The request:
Rewrite the data below as a numbered list with one item per line, skipping any blank lines and leaving the pictures out.

Extracted data:
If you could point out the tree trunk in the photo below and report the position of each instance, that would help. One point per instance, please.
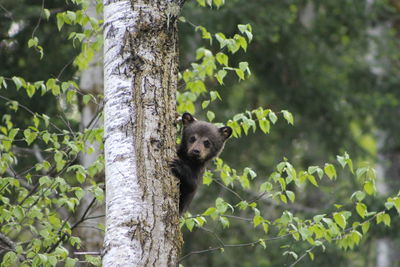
(140, 74)
(91, 82)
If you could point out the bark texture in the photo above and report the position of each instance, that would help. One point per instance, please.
(140, 74)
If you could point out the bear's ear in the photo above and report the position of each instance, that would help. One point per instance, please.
(225, 131)
(187, 118)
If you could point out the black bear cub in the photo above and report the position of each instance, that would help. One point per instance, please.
(201, 141)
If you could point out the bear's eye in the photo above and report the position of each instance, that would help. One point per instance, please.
(207, 144)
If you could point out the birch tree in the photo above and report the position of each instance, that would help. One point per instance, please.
(140, 73)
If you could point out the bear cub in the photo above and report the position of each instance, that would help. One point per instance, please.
(201, 141)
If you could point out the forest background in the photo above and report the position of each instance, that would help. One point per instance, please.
(333, 64)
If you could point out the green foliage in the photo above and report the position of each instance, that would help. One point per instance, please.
(41, 183)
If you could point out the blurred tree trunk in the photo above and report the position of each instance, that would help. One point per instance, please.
(91, 82)
(140, 74)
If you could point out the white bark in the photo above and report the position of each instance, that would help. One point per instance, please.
(140, 70)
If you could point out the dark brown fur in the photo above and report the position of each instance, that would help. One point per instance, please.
(201, 141)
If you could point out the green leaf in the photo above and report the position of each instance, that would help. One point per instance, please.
(361, 209)
(19, 82)
(210, 115)
(288, 116)
(189, 224)
(365, 227)
(264, 125)
(290, 195)
(33, 42)
(240, 73)
(262, 243)
(340, 219)
(272, 117)
(224, 221)
(86, 99)
(29, 136)
(46, 13)
(222, 59)
(312, 180)
(209, 211)
(205, 104)
(257, 219)
(60, 20)
(220, 75)
(369, 188)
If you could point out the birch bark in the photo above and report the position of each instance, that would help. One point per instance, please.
(140, 74)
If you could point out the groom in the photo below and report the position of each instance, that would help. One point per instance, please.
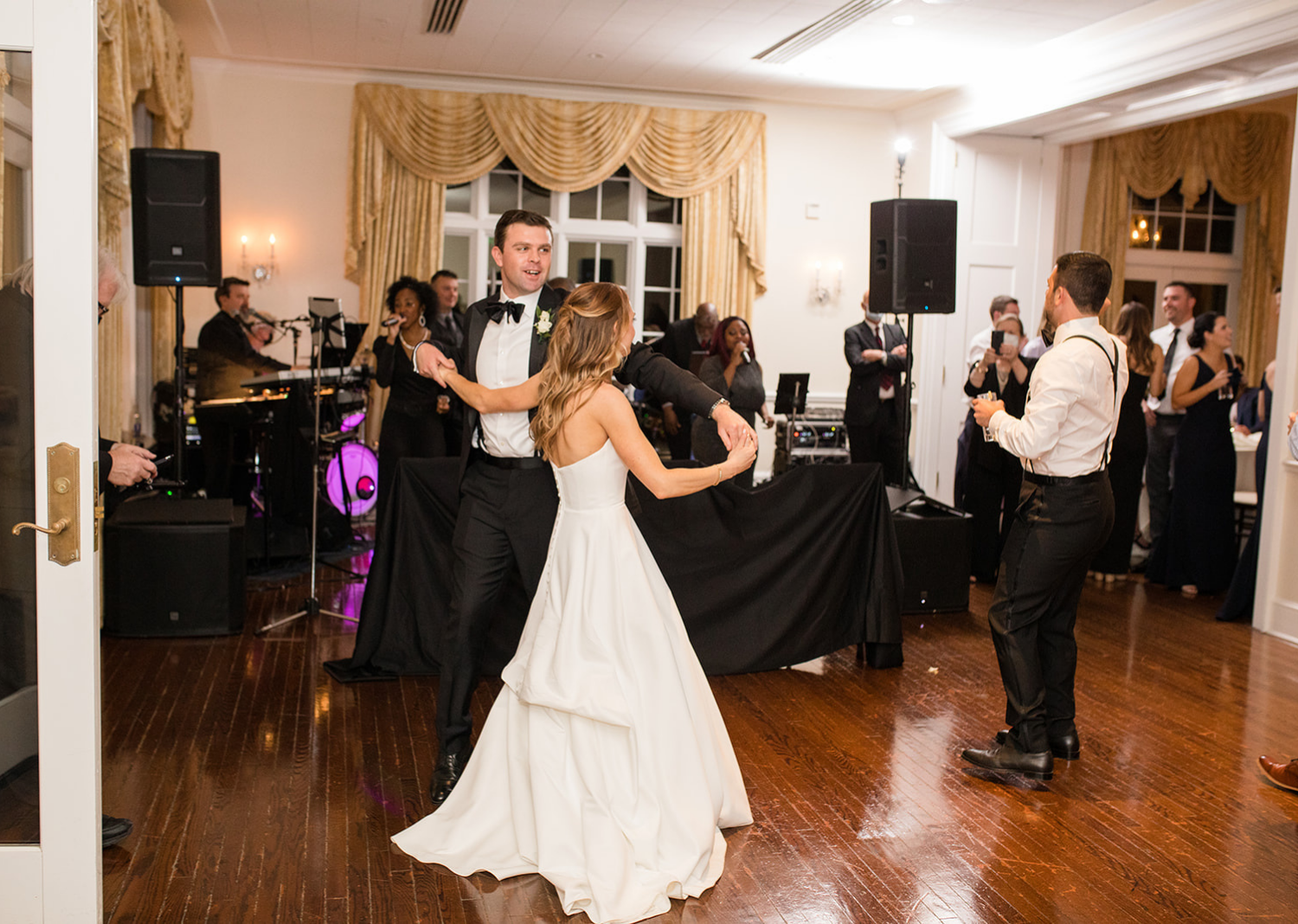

Task response:
1. If you could point out the tree trunk in the photo below and report the position of each instance, that would help. One point per instance, please.
2. (140, 74)
3. (91, 82)
4. If you could point out the bark texture in the photo above and report the position of each instance, that would help. One point per instance, please.
5. (140, 74)
6. If you could point out the bear's ear in the photo above and report the position of each instance, that would help. One point per instance, please.
7. (225, 131)
8. (187, 118)
9. If you could point out the black bear cub in the photo above and report the position of each instance, that would help. One point per instance, please.
10. (201, 141)
11. If you could point out the bear's eye in the photo above and report the position of each instance, that would help. One point per instance, please.
12. (207, 144)
13. If you could point out the birch tree in the photo above and report the position of each instance, that would help. One point per instance, please.
14. (140, 73)
15. If you could point out the bear cub in the photo above and report the position of each instance, that would help. One point per instance, please.
16. (201, 141)
17. If you could point out the forest background in the photo above and report the position of each instance, that would help. One point per instance, please.
18. (333, 64)
19. If you could point out the green foliage in the photo above and report the position of each instance, that would help. One point per instance, please.
20. (41, 183)
21. If you could point out the blurred tree trunk in the photo above and report the position of each instance, that would help. One point per instance, please.
22. (91, 82)
23. (140, 74)
24. If you could point out the white bark in the photo above and report the position of each instance, that would help. One point per instance, please.
25. (140, 70)
26. If you could point out the dark brown fur in the photo above and report the position of each instance, that would help. One point per instance, please.
27. (201, 141)
28. If you could point out the green leaf in the photo above and report the position of each instance, that would help. One point per instance, please.
29. (361, 209)
30. (19, 82)
31. (210, 115)
32. (288, 116)
33. (189, 224)
34. (365, 227)
35. (264, 125)
36. (290, 195)
37. (33, 42)
38. (240, 73)
39. (262, 243)
40. (340, 219)
41. (272, 117)
42. (224, 221)
43. (86, 99)
44. (29, 136)
45. (46, 13)
46. (222, 59)
47. (312, 180)
48. (209, 211)
49. (205, 104)
50. (257, 219)
51. (60, 20)
52. (220, 75)
53. (369, 188)
54. If you could point out the birch bark in the photo above and report the position of each instance, that would help. One point per instance, please.
55. (140, 74)
56. If you could point out the groom in the photo below and report the position of each instance, that would help. One point per instance, please.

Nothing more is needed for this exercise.